• DIRECTIVE
Quote the listing below in its entirety.

• SUPPLIED MATERIAL
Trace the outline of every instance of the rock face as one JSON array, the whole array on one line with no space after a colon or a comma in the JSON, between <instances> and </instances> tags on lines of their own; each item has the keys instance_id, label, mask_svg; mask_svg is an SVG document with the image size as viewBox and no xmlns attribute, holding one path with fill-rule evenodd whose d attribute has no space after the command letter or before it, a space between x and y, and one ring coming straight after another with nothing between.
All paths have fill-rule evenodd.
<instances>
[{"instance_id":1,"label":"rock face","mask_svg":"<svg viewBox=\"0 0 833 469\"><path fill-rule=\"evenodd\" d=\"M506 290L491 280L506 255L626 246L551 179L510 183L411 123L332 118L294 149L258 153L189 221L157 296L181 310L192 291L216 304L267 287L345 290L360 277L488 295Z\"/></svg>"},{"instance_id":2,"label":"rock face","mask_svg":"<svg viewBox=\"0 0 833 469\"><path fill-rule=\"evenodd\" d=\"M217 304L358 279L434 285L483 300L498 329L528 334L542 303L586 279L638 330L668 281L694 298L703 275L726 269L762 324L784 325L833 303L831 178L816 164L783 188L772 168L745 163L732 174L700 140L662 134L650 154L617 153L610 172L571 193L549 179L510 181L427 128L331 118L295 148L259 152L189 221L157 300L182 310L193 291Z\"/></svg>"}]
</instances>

• REPLY
Trace the outline of every instance of the rock face as one JSON array, the whole array on one line with no space after a colon or a comma in the JSON, between <instances> and </instances> tags on lines of their own; each item has the keys instance_id, label, mask_svg; mask_svg is an SVG document with the image size as viewBox and no xmlns attribute, holding one path with fill-rule evenodd whose d attribute has no space after the command letter or before it, a space between x and y, and one ring coming straight after another with nothing between.
All paths have fill-rule evenodd.
<instances>
[{"instance_id":1,"label":"rock face","mask_svg":"<svg viewBox=\"0 0 833 469\"><path fill-rule=\"evenodd\" d=\"M506 290L491 280L506 255L626 246L551 179L510 183L411 123L332 118L294 149L258 153L189 221L157 296L181 310L192 291L216 304L267 287L345 290L360 277L488 295Z\"/></svg>"},{"instance_id":2,"label":"rock face","mask_svg":"<svg viewBox=\"0 0 833 469\"><path fill-rule=\"evenodd\" d=\"M217 304L358 279L434 285L483 300L498 329L528 334L542 303L586 279L638 330L668 281L694 298L703 275L726 269L762 324L784 325L833 303L831 178L816 164L783 188L772 168L745 163L732 174L700 140L662 134L650 154L617 153L610 172L571 193L549 179L510 181L427 128L331 118L295 148L259 152L189 221L157 300L182 310L193 291Z\"/></svg>"}]
</instances>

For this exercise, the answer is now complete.